WORK TO BE COMPLETED
Copy the records from the start through the line containing "149 730 L 193", replacing "white silk robe" with "red silk robe" and leaving everything else unchanged.

##### PROVIDED RECORDS #####

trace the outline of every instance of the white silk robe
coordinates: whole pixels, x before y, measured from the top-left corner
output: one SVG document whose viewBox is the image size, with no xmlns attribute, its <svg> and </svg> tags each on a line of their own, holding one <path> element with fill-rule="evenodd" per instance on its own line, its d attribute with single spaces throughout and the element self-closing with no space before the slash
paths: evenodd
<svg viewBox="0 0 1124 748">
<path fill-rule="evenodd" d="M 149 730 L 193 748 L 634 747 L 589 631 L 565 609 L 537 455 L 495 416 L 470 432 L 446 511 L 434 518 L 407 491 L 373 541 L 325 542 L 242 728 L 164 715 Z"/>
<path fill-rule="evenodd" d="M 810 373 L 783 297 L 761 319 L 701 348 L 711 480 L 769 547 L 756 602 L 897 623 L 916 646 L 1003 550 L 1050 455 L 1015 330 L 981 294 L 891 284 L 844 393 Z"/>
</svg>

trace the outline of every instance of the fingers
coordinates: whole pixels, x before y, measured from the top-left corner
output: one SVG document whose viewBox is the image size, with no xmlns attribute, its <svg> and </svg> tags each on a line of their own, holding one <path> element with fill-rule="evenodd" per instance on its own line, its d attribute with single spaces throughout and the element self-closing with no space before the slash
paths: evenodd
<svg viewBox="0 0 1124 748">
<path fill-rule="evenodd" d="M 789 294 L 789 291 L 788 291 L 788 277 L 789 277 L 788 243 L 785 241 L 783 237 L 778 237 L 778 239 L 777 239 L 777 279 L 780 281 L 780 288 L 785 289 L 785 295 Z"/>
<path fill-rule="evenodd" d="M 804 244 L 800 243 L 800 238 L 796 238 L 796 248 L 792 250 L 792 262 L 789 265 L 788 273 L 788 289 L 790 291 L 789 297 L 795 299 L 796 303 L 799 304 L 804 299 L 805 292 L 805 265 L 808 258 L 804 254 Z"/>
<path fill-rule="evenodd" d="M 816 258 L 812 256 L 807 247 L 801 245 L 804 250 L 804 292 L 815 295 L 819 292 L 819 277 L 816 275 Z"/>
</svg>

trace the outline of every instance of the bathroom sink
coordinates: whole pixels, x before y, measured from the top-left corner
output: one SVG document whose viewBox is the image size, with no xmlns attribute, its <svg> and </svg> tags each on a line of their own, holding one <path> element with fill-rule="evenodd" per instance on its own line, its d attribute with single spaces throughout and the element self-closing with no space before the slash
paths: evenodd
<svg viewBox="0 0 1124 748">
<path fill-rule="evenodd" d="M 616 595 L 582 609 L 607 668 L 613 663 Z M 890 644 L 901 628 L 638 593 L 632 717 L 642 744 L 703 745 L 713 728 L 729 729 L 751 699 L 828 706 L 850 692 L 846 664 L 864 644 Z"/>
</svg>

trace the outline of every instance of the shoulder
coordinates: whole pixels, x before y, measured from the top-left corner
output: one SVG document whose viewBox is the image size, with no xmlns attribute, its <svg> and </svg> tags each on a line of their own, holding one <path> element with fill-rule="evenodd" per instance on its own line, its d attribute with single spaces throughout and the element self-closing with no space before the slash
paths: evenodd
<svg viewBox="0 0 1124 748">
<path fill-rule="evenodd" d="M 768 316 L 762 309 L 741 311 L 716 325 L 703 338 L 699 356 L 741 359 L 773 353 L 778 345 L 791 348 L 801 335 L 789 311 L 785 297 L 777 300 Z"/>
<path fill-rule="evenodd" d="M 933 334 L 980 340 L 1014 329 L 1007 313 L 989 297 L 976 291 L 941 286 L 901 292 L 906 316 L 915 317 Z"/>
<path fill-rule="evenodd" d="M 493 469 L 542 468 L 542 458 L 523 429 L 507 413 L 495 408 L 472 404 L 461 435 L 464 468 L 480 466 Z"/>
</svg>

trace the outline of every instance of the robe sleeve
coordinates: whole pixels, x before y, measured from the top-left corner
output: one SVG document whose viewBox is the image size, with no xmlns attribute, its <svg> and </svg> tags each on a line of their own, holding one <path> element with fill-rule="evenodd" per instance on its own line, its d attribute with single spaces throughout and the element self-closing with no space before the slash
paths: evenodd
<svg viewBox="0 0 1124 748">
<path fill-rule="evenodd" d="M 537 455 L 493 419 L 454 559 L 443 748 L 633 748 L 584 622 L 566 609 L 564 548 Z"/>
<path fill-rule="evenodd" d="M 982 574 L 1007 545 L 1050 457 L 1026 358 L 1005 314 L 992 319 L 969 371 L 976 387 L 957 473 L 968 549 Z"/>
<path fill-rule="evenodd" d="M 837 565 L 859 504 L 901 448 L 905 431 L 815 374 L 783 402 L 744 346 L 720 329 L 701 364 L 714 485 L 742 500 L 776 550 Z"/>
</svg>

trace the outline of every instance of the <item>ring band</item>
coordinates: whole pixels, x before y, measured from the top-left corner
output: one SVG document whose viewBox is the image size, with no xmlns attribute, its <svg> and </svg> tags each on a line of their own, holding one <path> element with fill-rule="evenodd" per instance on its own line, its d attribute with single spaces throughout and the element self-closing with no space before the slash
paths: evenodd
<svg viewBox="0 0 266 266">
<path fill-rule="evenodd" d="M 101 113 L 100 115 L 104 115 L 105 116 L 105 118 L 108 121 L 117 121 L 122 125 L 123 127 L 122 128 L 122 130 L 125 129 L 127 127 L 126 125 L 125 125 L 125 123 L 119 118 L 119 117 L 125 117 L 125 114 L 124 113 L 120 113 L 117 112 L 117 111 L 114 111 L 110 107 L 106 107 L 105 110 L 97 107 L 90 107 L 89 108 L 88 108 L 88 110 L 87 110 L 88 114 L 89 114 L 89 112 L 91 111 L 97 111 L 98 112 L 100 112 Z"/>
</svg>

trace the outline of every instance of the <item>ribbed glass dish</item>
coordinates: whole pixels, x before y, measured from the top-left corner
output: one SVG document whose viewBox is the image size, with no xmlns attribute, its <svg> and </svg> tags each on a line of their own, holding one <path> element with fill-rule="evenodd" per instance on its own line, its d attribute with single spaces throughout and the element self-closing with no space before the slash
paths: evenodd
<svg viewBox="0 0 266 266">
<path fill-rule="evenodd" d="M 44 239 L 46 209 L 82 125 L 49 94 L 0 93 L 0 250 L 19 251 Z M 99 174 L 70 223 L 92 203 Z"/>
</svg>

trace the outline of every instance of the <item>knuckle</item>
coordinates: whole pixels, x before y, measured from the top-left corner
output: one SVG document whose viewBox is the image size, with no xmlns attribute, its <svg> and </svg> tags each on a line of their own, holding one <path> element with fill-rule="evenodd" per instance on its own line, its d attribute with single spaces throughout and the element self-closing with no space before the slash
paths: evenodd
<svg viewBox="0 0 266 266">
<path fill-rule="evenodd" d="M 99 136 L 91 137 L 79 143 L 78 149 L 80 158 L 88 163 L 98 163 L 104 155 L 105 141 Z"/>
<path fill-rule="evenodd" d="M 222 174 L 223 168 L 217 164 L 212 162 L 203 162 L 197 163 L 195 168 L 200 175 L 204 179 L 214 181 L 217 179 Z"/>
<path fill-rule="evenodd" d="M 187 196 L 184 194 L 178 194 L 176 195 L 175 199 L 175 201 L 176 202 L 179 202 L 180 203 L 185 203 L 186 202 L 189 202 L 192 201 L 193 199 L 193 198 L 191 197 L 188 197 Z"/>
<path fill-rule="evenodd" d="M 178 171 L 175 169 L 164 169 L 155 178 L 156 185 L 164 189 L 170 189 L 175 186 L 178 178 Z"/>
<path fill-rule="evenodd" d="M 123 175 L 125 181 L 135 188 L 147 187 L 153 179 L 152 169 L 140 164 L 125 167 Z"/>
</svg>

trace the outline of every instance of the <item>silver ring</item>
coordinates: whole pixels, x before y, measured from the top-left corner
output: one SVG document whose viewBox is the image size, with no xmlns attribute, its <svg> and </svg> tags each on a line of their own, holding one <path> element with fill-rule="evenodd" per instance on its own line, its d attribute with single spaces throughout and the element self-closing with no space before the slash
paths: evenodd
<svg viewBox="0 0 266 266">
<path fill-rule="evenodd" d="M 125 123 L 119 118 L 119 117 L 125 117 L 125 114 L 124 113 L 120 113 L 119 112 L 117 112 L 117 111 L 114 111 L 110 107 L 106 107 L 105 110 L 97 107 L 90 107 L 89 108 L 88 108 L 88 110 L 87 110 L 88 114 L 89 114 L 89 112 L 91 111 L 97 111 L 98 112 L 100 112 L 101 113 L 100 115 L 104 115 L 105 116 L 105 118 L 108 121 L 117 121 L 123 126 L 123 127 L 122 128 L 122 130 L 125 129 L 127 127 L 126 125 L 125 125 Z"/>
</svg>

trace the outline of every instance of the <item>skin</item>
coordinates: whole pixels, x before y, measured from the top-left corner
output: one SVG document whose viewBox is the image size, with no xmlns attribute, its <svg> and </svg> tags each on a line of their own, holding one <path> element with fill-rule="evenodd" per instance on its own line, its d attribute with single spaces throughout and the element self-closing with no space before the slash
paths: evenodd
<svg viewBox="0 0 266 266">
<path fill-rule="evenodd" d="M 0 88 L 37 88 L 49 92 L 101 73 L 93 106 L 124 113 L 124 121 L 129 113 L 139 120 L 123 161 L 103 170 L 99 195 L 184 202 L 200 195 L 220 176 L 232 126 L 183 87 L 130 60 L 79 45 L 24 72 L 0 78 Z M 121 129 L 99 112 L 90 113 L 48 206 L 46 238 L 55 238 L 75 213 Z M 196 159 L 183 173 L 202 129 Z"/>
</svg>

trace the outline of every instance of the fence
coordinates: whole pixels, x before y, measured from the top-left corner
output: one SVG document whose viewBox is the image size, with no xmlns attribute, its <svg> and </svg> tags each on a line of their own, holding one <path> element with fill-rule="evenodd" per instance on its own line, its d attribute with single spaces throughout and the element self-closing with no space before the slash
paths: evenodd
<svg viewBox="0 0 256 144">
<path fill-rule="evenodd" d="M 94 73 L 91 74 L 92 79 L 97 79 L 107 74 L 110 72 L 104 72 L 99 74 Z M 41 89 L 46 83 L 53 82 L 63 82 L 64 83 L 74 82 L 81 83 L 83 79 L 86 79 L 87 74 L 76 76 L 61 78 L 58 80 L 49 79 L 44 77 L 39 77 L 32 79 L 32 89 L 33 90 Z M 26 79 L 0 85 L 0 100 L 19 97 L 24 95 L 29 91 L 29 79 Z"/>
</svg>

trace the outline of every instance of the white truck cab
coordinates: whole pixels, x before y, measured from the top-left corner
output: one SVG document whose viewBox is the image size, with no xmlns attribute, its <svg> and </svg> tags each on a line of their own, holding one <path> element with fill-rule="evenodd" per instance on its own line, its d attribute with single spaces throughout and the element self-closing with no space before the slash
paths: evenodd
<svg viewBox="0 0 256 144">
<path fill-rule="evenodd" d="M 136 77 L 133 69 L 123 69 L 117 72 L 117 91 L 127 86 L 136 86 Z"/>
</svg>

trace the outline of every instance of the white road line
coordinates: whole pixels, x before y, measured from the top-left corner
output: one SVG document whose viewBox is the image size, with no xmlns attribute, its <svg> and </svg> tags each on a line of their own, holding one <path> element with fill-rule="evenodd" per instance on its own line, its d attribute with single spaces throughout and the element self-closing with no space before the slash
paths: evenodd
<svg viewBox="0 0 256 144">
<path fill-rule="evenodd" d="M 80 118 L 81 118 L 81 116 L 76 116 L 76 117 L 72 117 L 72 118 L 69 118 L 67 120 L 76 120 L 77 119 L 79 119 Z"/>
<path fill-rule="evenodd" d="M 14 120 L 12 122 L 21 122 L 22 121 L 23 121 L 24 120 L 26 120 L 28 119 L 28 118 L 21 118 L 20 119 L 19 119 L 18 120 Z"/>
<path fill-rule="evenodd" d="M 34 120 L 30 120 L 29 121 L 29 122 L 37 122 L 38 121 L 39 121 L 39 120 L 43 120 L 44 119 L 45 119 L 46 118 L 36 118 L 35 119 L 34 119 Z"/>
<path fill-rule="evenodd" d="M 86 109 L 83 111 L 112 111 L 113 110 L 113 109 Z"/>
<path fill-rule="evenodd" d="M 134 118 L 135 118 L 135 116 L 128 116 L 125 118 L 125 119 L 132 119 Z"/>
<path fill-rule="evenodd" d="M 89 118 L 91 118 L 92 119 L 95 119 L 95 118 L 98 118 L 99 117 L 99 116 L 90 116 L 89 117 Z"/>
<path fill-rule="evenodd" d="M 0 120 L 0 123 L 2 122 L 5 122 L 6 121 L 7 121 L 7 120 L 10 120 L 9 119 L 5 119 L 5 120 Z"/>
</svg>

#####

EXPECTED OUTPUT
trace the outline of every instance of the red silk robe
coordinates: whole pixels, x before y, measured from the top-left corner
output: one SVG document whose viewBox is the image size, with no xmlns attribute, its <svg> and </svg> tags each on a line of their own, holding one <path> element with fill-rule="evenodd" per instance on its own line, its d attribute with single spaces throughout and the element self-closing with no space before the slash
paths: evenodd
<svg viewBox="0 0 1124 748">
<path fill-rule="evenodd" d="M 149 730 L 193 748 L 634 747 L 589 631 L 565 609 L 537 455 L 495 416 L 470 432 L 446 511 L 434 518 L 407 491 L 373 541 L 325 542 L 242 728 L 164 715 Z"/>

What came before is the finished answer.